* START EXCERPT TO READ *

In the units that were to go in, officers and men were suffering their final ordeal of waiting. The shells from the Union batteries, frequently overshooting, whined over the swale and along Seminary Ridge to burst among the huddled troops.

A young soldier in Kemper’s brigade said: “The atmosphere was rent and broken by the rush and crash of projectiles. … The sun, but a few minutes before so brilliant, was now darkened. Through this smoky darkness came the missiles of death. … The scene of carnage beggars description … The men remained steadfast at their posts … [but] it must not be supposed that men were not alarmed. … Many a poor fellow thought his time had come. … Great big, stout-hearted men prayed, loudly too. … They were in earnest, for if men ever had need of the care and protection of our Heavenly Father, it was now.”

Near the young soldier a solid shot burrowed under a man, lifting him three feet into the air. He fell back dead, without having been actually struck. In another company in Kemper’s brigade, a whole squad—eight men— were killed or wounded under one burst. Then the young soldier started to lift his head to get some fresh air, and his lieutenant said: “You’d better put your head down or you may get it knocked off.”

Young David Johnston replied: “A man had about as well die that way as suffocate for want of air.”

At that moment a shell burst over them, carrying off the heads of two men above the ears, and a downbreaking piece struck his side. He was knocked insensible for several moments and came to “lying off from the position I was in when struck, gasping for breath.”

His colonel ran up, gave him water, and made a cursory examination. Johnston’s ribs on the left side were fractured, his left side and leg were paralyzed, and later a contusion of a lung was discovered. Two friends from the company moved him out of range and placed him on a blanket at the base of an apple tree.

* END EXCERPT TO READ *

**WHAT YOU NEED TO DO:**
1. Can you reproduce the stretch of the bombardment excerpt from "At that moment" through "an apple tree.", word for word?
2. Answer these questions from the bombardment excerpt:
(a) How many men made up the squad in Kemper's brigade that was killed or wounded under one burst?
(b) On which side were Johnston's ribs fractured?
(c) Where did two friends from his company place Johnston after moving him out of range?

* START DATASET CONTENT *

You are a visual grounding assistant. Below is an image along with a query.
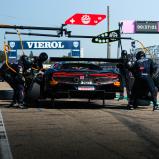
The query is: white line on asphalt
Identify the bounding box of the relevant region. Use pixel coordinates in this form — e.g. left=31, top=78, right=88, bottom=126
left=0, top=110, right=13, bottom=159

* END DATASET CONTENT *

**RESULTS OF THE EXERCISE:**
1.
At that moment a shell burst over them, carrying off the heads of two men above the ears, and a downbreaking piece struck his side. He was knocked insensible for several moments and came to “lying off from the position I was in when struck, gasping for breath.”

His colonel ran up, gave him water, and made a cursory examination. Johnston’s ribs on the left side were fractured, his left side and leg were paralyzed, and later a contusion of a lung was discovered. Two friends from the company moved him out of range and placed him on a blanket at the base of an apple tree.

2.
(a) Eight men.
(b) The left side.
(c) On a blanket at the base of an apple tree.